Excerpt provided:

============================================================

The Emotional Rollercoaster Ride of Transplant “Dry Runs”
To sum it up: dry runs are devastating
If you are reading my blog, you probably have some idea of what the transplant process is like… whether you have gone through it yourself or have watched a loved one endure it. And yes, I used the word endure. While a transplant saved my life, the process of getting those new lungs was extremely emotional and, at times, almost unbearable.
I am not a patient person by nature. I set my mind to something, accomplish it, and move on to the next goal or adventure. I think it comes from being on older cystic fibrosis patient – always wanting to cram as much life into the time I have as physically possible. So, when I was listed for transplant and then told… now we wait! Let’s just say, the waiting didn’t sit well with me.
When I got the first “call” – I was READY. As always, since I am from a big family, it was chaos. I was stressed, and my mom and siblings were extremely emotional and wanted to be there with me every step of the way. We loaded in the car, drove to the hospital, and then we waited. And waited. And waited some more. While we sat there, I emailed friends and more family, I posted on social media, and since I was volunteering at BEF, I texted Boomer to let him and the staff and everyone else know that the time had come!
My mom and a friend headed home as it got later and later in the night, while my brother and sister stayed by my side. At 4:15 AM, we got the news that this first “call” had turned into a dry run. I was shattered.
For those of you who do not know, a ‘dry run’ is when your transplant team calls you into the hospital because they have received a possible match for you on paper. But, once the organ (lungs in my case) is reviewed by the surgical team, it is found to be damaged in some way, making transplant impossible.
To sum it up: dry runs are devastating.
I can’t properly explain what it feels like to have your hope built up, only to have it snatched away in an instant; to KNOW that you are going to have a life-saving surgery, but have that knowledge proven false. What I can tell you is that it does not get easier. Doubts sneak past your positivity… Am I going to make it long enough for a good match? How low is my lung function going to drop? What if I get too sick to be listed anymore? And on and on it goes.
For me, the first five “calls” were dry runs, so I was, what you might call, a professional at the process the was slowly killing my body and my spirit. On the 6th call on April 17, 2012, I didn’t text my friends, I didn’t email my coworkers, and I didn’t share my story on social media. I knew the drill at this point: get up, go to the hospital, wait, and go back home to wait some more.

============================================================

Data excerpts:
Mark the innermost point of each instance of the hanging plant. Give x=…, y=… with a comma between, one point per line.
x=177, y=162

============================================================

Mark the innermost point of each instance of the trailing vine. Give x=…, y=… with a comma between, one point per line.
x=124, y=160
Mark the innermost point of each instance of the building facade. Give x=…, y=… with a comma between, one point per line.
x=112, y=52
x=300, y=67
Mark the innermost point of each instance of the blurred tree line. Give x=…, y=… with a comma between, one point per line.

============================================================

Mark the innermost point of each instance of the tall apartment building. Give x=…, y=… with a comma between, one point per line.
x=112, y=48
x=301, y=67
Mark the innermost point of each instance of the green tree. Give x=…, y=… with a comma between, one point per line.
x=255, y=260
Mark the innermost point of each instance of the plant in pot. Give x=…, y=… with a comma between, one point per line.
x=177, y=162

============================================================

Problem description:
Continue the blog post about transplant dry runs from its last sentence, keeping its first-person voice.

Task result:
And since I was used to it and didn’t want to get anyone’s hopes up, I went home, took a ‘plod’ – my term for walking with my oxygen tank, stopped at the pharmacy to pick up some toiletries, took a nice calming shower, and then called my family.
We all drove to the hospital once again… and waited. Around 3:30 in the morning, a nurse had me get on a gurney to sit in the holding area. I was oddly relaxed, thinking this was just another dry run. It was similar to the previous times, with me on my phone and my mother holding her rosary. But then, a slight change in procedure, the nurse gave me my first anti-rejection pill. And around 5 AM, she came back to tell me, “Congratulations! It’s a go!”
I was in shock. It was actually happening. I had just started to send texts and emails, when my mom looked at me and said, “Jerry. Put that silly device away and get up on that stretcher.”
It didn’t hit me until they rolled me into the operating room when I saw around 12 people – surgeons, assistants, nurses, and more – that it was actually happening. And before I knew it, I was waking up and taking the first real, full breath of my life.
In spite of everything – the pain, the emotional trauma, the fear, and the sacrifices – I can honestly say that life is GREAT. Today, I can breathe and smile and give back to the cystic fibrosis community because I am here. I am alive because of my donor and my team of doctors and everyone who has become an integral part of my life.
So, if you are going through the process or go through it in the future, remember: dry runs are devastating, but the end result is worth every step.